What is required: From the entries that follow, pick out all lines holding "below".

Stored dataset items:
========================
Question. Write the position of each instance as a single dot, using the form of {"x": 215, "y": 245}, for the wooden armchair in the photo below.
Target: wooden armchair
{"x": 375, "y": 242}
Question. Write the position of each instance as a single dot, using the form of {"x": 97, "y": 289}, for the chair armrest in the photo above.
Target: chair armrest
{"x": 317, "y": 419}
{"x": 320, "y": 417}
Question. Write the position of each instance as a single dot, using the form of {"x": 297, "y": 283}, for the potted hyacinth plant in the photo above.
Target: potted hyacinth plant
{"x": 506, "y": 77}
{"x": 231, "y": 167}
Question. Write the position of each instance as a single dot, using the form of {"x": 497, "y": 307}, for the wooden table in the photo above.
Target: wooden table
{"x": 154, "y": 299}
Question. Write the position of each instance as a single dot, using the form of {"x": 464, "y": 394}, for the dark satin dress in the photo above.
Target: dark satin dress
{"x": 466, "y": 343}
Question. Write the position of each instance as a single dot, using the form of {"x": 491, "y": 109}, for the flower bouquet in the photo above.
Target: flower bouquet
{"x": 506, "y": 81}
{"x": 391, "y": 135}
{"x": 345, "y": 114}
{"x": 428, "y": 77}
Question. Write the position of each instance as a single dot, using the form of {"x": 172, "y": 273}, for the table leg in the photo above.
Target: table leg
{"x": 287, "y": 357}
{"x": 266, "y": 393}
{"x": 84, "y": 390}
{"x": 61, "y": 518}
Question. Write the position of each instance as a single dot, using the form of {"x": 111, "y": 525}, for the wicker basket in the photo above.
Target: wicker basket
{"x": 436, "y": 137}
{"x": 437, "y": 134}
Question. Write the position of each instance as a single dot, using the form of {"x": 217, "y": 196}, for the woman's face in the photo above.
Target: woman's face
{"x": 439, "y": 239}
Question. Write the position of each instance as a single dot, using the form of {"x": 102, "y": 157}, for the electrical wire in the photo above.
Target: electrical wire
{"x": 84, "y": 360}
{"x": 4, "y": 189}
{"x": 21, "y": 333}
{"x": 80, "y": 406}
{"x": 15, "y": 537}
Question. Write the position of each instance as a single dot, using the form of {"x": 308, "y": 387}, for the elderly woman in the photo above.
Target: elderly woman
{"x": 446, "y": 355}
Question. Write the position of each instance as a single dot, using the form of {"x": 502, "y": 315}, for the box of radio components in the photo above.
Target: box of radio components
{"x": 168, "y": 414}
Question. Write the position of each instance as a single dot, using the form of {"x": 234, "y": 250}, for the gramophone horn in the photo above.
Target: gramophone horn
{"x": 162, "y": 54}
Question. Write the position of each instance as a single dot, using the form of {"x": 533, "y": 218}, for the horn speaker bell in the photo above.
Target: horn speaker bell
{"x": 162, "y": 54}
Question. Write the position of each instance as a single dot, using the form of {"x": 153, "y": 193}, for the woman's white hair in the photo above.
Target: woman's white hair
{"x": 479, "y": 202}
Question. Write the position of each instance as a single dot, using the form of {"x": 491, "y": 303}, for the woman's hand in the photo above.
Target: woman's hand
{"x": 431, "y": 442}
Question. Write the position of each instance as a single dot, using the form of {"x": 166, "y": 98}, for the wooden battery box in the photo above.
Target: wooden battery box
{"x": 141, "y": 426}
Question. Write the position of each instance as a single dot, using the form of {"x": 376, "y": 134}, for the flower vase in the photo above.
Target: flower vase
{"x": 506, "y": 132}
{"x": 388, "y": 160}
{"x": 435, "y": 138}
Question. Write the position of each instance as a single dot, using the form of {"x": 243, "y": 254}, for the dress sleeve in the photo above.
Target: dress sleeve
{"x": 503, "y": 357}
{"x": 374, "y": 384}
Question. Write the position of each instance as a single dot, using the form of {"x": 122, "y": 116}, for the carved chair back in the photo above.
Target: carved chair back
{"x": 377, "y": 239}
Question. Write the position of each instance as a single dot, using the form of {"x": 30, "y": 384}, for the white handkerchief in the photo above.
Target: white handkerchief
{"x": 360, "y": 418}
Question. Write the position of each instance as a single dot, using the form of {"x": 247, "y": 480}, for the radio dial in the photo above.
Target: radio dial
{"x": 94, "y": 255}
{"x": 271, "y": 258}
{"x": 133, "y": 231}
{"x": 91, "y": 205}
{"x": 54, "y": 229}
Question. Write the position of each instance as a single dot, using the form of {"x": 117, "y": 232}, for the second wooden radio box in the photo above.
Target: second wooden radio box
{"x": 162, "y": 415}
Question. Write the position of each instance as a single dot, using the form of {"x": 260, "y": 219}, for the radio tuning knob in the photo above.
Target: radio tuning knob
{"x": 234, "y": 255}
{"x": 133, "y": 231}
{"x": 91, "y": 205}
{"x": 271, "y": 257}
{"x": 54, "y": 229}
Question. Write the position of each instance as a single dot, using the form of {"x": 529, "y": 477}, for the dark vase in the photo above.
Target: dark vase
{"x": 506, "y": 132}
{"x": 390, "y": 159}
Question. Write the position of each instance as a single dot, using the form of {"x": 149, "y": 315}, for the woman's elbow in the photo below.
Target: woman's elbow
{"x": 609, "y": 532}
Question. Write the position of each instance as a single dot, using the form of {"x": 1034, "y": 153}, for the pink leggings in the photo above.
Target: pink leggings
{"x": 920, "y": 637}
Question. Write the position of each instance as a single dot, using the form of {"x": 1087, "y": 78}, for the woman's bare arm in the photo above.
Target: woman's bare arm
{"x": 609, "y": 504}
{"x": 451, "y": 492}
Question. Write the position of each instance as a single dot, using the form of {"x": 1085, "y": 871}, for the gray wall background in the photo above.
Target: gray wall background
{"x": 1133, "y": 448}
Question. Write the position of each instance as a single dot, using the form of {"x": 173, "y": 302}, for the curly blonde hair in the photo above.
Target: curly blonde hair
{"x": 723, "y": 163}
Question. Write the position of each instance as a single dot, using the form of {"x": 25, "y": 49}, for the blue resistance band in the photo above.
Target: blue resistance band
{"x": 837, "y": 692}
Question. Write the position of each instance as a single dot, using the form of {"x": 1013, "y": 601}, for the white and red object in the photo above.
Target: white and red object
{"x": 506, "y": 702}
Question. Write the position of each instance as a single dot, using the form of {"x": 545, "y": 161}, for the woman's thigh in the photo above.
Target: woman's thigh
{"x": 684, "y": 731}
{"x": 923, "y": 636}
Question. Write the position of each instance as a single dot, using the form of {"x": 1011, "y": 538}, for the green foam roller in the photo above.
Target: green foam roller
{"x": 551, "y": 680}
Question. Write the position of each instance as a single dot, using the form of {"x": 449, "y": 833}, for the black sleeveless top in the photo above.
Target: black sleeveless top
========================
Answer:
Question. Write the position of each instance as a single dot, using the form of {"x": 215, "y": 245}, for the wooden armchair in the photo below.
Question. Write the position of each instance as a single dot, using the form of {"x": 149, "y": 315}, for the woman's elbow in the photo below.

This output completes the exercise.